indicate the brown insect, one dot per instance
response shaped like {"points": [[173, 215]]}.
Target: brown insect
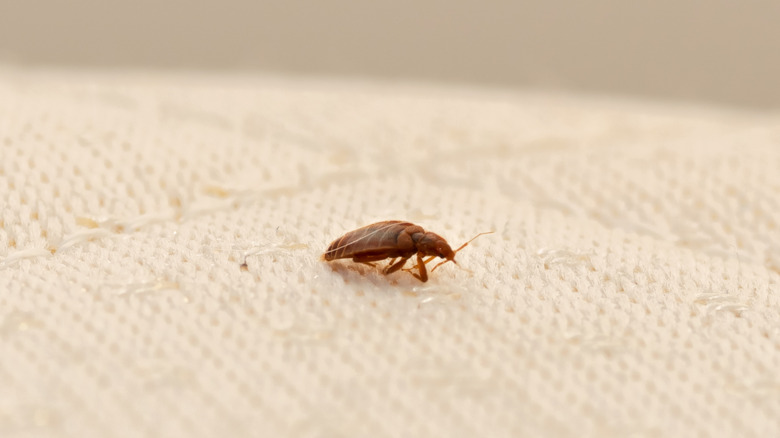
{"points": [[393, 240]]}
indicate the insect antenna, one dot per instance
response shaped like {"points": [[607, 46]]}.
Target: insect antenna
{"points": [[461, 247]]}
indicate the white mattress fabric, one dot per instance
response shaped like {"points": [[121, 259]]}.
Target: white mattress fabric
{"points": [[161, 275]]}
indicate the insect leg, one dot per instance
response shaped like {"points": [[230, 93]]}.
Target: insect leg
{"points": [[368, 259], [421, 267], [392, 267]]}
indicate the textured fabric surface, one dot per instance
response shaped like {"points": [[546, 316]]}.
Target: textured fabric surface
{"points": [[160, 272]]}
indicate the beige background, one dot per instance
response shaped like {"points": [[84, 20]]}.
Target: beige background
{"points": [[725, 52]]}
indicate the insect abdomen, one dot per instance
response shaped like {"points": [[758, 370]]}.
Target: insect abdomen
{"points": [[378, 237]]}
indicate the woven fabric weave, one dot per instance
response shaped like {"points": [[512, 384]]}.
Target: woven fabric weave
{"points": [[160, 271]]}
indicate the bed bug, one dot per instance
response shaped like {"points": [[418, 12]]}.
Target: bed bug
{"points": [[393, 240]]}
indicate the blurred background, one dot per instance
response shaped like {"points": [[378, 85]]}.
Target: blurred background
{"points": [[712, 51]]}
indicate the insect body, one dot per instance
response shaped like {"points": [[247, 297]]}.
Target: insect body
{"points": [[394, 240]]}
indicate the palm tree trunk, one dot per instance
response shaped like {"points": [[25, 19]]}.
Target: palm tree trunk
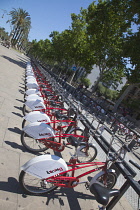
{"points": [[125, 93]]}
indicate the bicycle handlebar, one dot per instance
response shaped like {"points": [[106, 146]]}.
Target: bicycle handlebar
{"points": [[134, 164]]}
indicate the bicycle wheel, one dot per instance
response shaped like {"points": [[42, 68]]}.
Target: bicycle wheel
{"points": [[33, 185], [31, 144], [87, 154], [77, 131], [120, 132], [108, 179], [24, 123], [25, 110], [136, 146], [128, 138]]}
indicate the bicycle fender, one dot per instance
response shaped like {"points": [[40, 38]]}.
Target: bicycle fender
{"points": [[37, 116], [94, 179], [45, 166], [39, 130], [72, 129], [35, 104]]}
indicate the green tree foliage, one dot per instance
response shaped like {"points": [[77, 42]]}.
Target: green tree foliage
{"points": [[108, 93], [106, 27], [21, 22], [3, 34], [98, 35], [85, 81]]}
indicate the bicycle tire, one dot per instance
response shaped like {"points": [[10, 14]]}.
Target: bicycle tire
{"points": [[108, 179], [24, 123], [120, 132], [27, 141], [27, 184], [128, 138], [77, 131], [91, 154], [25, 110]]}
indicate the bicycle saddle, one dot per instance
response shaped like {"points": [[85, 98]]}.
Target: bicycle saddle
{"points": [[60, 116], [102, 194], [75, 142], [48, 93]]}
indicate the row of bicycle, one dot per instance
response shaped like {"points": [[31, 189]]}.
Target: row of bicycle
{"points": [[47, 123]]}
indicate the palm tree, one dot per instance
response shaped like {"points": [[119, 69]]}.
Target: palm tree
{"points": [[21, 21]]}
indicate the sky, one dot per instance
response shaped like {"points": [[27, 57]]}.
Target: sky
{"points": [[46, 15]]}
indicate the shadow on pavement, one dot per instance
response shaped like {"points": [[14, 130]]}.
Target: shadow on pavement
{"points": [[20, 115], [15, 130], [16, 146], [20, 100], [11, 186], [20, 108], [72, 196]]}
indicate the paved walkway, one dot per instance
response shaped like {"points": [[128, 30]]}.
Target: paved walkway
{"points": [[13, 155]]}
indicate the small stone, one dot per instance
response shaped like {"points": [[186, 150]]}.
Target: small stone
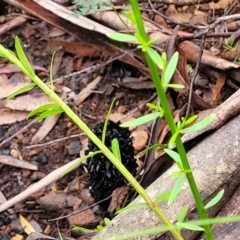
{"points": [[74, 148], [140, 139], [84, 219], [71, 200], [1, 131], [25, 173], [47, 230], [53, 201], [42, 158], [14, 153], [37, 175], [86, 197], [38, 194]]}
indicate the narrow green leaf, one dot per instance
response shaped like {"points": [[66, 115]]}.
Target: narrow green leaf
{"points": [[155, 107], [174, 86], [21, 90], [156, 58], [175, 156], [106, 221], [76, 164], [182, 214], [141, 120], [50, 112], [215, 200], [78, 228], [190, 226], [106, 120], [42, 109], [121, 37], [173, 139], [157, 145], [139, 39], [151, 41], [116, 149], [176, 174], [131, 206], [190, 120], [176, 188], [22, 57], [12, 58], [99, 228], [51, 72], [162, 197], [200, 125], [171, 67]]}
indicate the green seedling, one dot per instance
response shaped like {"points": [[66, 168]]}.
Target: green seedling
{"points": [[97, 229]]}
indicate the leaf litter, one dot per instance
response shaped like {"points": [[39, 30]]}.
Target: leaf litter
{"points": [[130, 85]]}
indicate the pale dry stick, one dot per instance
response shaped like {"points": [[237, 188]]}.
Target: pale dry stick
{"points": [[12, 24], [217, 21], [18, 132], [137, 108], [83, 134], [50, 178], [55, 141], [194, 77]]}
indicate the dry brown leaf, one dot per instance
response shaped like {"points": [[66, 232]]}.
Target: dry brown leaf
{"points": [[17, 237], [27, 102], [46, 127], [6, 90], [78, 49], [8, 160], [79, 98], [191, 51], [36, 235], [10, 68], [198, 19], [136, 83], [217, 98], [181, 18], [84, 146], [2, 198], [8, 116], [221, 4], [140, 139], [231, 54], [28, 228], [117, 199]]}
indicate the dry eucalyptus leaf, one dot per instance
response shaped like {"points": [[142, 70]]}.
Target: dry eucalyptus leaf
{"points": [[36, 235], [46, 127], [8, 116], [27, 102], [8, 160], [117, 199], [28, 228], [86, 91]]}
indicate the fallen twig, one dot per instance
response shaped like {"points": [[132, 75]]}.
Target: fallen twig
{"points": [[50, 178]]}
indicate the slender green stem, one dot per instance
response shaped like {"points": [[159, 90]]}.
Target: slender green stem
{"points": [[170, 121], [107, 153], [91, 135]]}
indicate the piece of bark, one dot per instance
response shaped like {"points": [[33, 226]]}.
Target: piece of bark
{"points": [[85, 30], [228, 231], [192, 50], [215, 165]]}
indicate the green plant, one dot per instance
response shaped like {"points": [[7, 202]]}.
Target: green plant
{"points": [[232, 46], [99, 228], [154, 60], [58, 106], [189, 69], [91, 6], [161, 109]]}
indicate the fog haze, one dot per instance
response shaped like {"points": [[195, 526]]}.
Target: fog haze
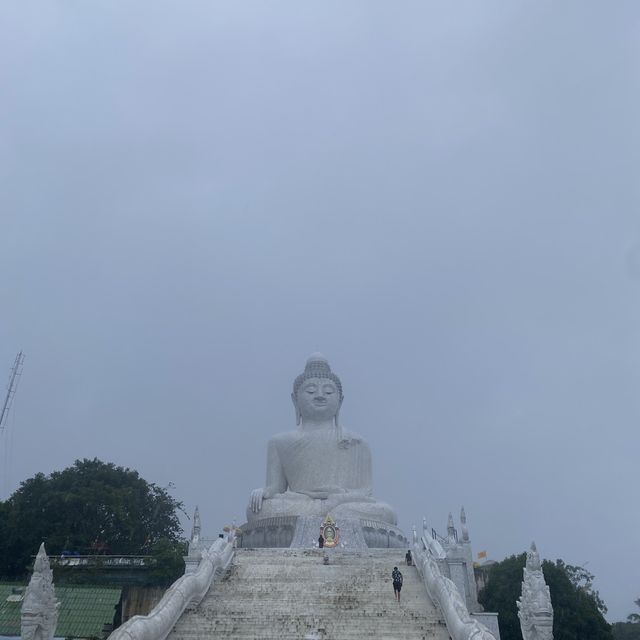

About this task: Please repeat every line from the listing above exactly as it appears. Drop the pictures.

Output below:
indicate the brown insect, one dot per instance
response shaped like {"points": [[173, 215]]}.
Target: brown insect
{"points": [[393, 240]]}
indicate the insect antenna, one dot per instance
response shaped like {"points": [[607, 46]]}.
Target: insect antenna
{"points": [[461, 247]]}
indicate the white mattress fabric, one dot per instance
response shaped like {"points": [[121, 259]]}.
Target: white mattress fabric
{"points": [[161, 275]]}
indicate the insect leg, one dot per instance
response shaped like {"points": [[230, 93]]}.
Target: insect leg
{"points": [[368, 259], [421, 267], [392, 267]]}
indicate the textured fabric surface, one dot per instance
response shaped like {"points": [[546, 316]]}.
Target: textured fabric surface
{"points": [[160, 272]]}
indicate the beige background, one dot per instance
response shaped like {"points": [[84, 20]]}.
Target: beige background
{"points": [[725, 52]]}
indicate the insect abdomen, one dot per instance
response shaped like {"points": [[758, 370]]}.
Target: insect abdomen
{"points": [[378, 237]]}
indicate the woven fabric weave, one dot per instance
response shaped like {"points": [[512, 384]]}.
Target: woven fabric weave
{"points": [[160, 271]]}
indicate the bed bug, one dot per instance
response shaped like {"points": [[418, 12]]}.
Target: bed bug
{"points": [[393, 240]]}
indicate the blurred background, one dot per instance
response shaped like {"points": [[378, 85]]}.
Target: blurred background
{"points": [[712, 51]]}
indicate the insect body, one dot per instance
response shaped like {"points": [[247, 297]]}.
Target: insect body
{"points": [[394, 240]]}
indicate the palm tree trunk, one dot per instance
response shaped like {"points": [[25, 19]]}.
Target: palm tree trunk
{"points": [[125, 93]]}
indicate the bicycle handlebar, one dot per instance
response shaped like {"points": [[106, 146]]}.
Target: bicycle handlebar
{"points": [[134, 164]]}
indicate the bicycle wheel, one dot per instance
response shaped like {"points": [[42, 68]]}.
Target: bicycle wheel
{"points": [[33, 185], [31, 144], [87, 154], [77, 131], [120, 132], [108, 179], [24, 123], [25, 110], [136, 146], [128, 138]]}
indicate the bicycle fender, one dot per instance
response shaped like {"points": [[40, 38]]}.
Target: bicycle fender
{"points": [[37, 116], [94, 179], [45, 166], [39, 130], [72, 129], [35, 104]]}
indicate the green tree foliage, one dot per instance
response shaped like {"points": [[77, 42]]}.
Target: green tree foliage
{"points": [[108, 93], [106, 27], [21, 22], [3, 34], [98, 35], [85, 81]]}
indicate the bicycle tire, one dot per instance
response shaped like {"points": [[10, 14]]}.
Target: bicycle tire
{"points": [[108, 179], [24, 123], [120, 132], [27, 141], [27, 184], [128, 138], [77, 131], [91, 154], [25, 110]]}
indicate the bicycle saddle, one dot per instance
response shaped like {"points": [[85, 98]]}.
Target: bicycle saddle
{"points": [[60, 116], [102, 194], [75, 142], [48, 93]]}
indicate the row of bicycle, one dot per instance
response shaped like {"points": [[31, 189]]}.
Target: row of bicycle
{"points": [[47, 123]]}
indicate the palm tree, one dot per instance
response shaped like {"points": [[119, 69]]}.
Target: palm tree
{"points": [[21, 21]]}
indicate the sky, one dot per instance
response shaped like {"points": [[27, 57]]}.
Target: sky
{"points": [[46, 15]]}
indicate the shadow on pavement, one dot per instance
response shaped like {"points": [[14, 130]]}.
Target: shadow on pavement
{"points": [[20, 115], [15, 130], [16, 146], [20, 100], [11, 186], [20, 108], [72, 196]]}
indicate the paved walkway, one dot per instance
response shaped like {"points": [[128, 30]]}.
Target: paved walkway
{"points": [[13, 155]]}
indicate the small stone, one dot per instance
response shaped like {"points": [[186, 150]]}.
Target: small stone
{"points": [[74, 148], [140, 139], [84, 219], [71, 200], [1, 131], [25, 173], [47, 230], [53, 201], [42, 158], [14, 153], [37, 175], [86, 197], [38, 194]]}
indicate the narrow green leaf, one dot per instance
response shaped like {"points": [[66, 115]]}.
Target: narrow green leaf
{"points": [[155, 107], [174, 86], [21, 90], [156, 58], [175, 156], [106, 221], [76, 164], [182, 214], [141, 120], [50, 112], [215, 200], [78, 228], [190, 226], [106, 120], [42, 109], [121, 37], [173, 139], [157, 145], [139, 39], [151, 41], [116, 149], [176, 174], [131, 206], [190, 120], [176, 188], [22, 57], [12, 58], [99, 228], [51, 72], [162, 197], [200, 125], [171, 67]]}
indicate the green seedling, one dot per instance
response shaped like {"points": [[66, 168]]}.
Target: green seedling
{"points": [[97, 229]]}
indicate the leaf litter, one dot per instance
response shaped like {"points": [[39, 30]]}.
Target: leaf litter
{"points": [[130, 85]]}
indicate the pale dry stick, one dot per instance
response shaped like {"points": [[237, 188]]}.
Target: pale dry stick
{"points": [[12, 24], [217, 21], [18, 132], [137, 108], [83, 134], [50, 178], [55, 141], [194, 77]]}
indicate the dry brown leaf, one dot per instance
response shaped like {"points": [[66, 232]]}.
Target: dry brown leaf
{"points": [[17, 237], [27, 102], [46, 127], [6, 90], [78, 49], [8, 160], [79, 98], [191, 51], [36, 235], [10, 68], [198, 19], [136, 83], [217, 98], [181, 18], [84, 146], [2, 198], [8, 116], [221, 4], [140, 139], [231, 54], [28, 228], [117, 199]]}
indicate the dry eucalyptus leaf, one dot per instance
response shaped like {"points": [[142, 70]]}.
Target: dry eucalyptus leaf
{"points": [[36, 235], [46, 127], [8, 116], [27, 102], [8, 160], [117, 199], [28, 228], [86, 91]]}
indicate the fallen twig, one dot per instance
response shaped like {"points": [[132, 75]]}.
Target: fallen twig
{"points": [[50, 178]]}
indicate the slender green stem, one dot per instance
response shaped like {"points": [[159, 90]]}.
Target: slender green stem
{"points": [[170, 121], [107, 153], [91, 135]]}
indicate the piece of bark, one dot per instance
response shaped like {"points": [[33, 226]]}.
Target: piece of bark
{"points": [[85, 30], [228, 231], [192, 50], [215, 165]]}
indicate the green plant, one dot per instance
response shaped like {"points": [[7, 202]]}.
Target: green plant
{"points": [[232, 46], [99, 228], [154, 60], [58, 106], [189, 69], [91, 6], [161, 109]]}
indicate the fog haze, one dot per instance
response shaped like {"points": [[195, 526]]}.
Target: fog haze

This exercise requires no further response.